* _To do_: Translate this sentence from the article on the Goldboro LNG project below into Spanish: "The operator’s aim had been to sanction the project by the end of last month."

* _Text_:
* * *
The future of a proposed liquefied natural gas export scheme in eastern Canada is looking highly uncertain after the project proponent admitted to both cost and schedule challenges.
Toronto-listed Pieridae Energy has been touting the Goldboro LNG project in Nova Scotia for some time, and in 2020 signed a services agreement with US player Bechtel to review its scope and design, before submitting a price — by 31 May this year — to build the 10.4 million tonnes per annum facility.
The operator’s aim had been to sanction the project by the end of last month.
However, on 2 July, Pieridae chief executive Alfred Sorensen said the company is plotting a new road for the two-train Goldboro LNG scheme which, in its current guise, he called “impractical”.
Today, the company’s chief financial officer Rob Dargewitcz also quit, with Pieridae at pains to stress his departure “is not related to any issues or disagreements regarding Pieridae’s financial disclosures or accounting policies and practices”.
* * *
* _Recorded information_:
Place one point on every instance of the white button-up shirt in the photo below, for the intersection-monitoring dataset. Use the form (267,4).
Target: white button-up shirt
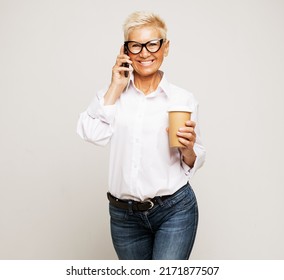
(142,165)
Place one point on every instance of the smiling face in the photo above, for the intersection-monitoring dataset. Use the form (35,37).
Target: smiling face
(147,64)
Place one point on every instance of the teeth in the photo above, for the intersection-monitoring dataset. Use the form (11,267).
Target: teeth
(146,63)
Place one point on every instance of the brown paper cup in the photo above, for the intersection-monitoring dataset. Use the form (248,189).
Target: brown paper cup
(177,119)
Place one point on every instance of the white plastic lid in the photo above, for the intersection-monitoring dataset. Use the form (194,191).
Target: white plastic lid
(181,108)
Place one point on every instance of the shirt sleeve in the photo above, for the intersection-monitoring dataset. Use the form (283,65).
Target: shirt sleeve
(95,125)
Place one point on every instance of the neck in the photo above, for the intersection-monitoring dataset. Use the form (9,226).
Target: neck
(147,84)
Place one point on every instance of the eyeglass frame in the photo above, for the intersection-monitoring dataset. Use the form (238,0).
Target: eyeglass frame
(144,45)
* * *
* _Result of the task_: El objetivo del operador había sido aprobar el proyecto antes de finales del mes pasado.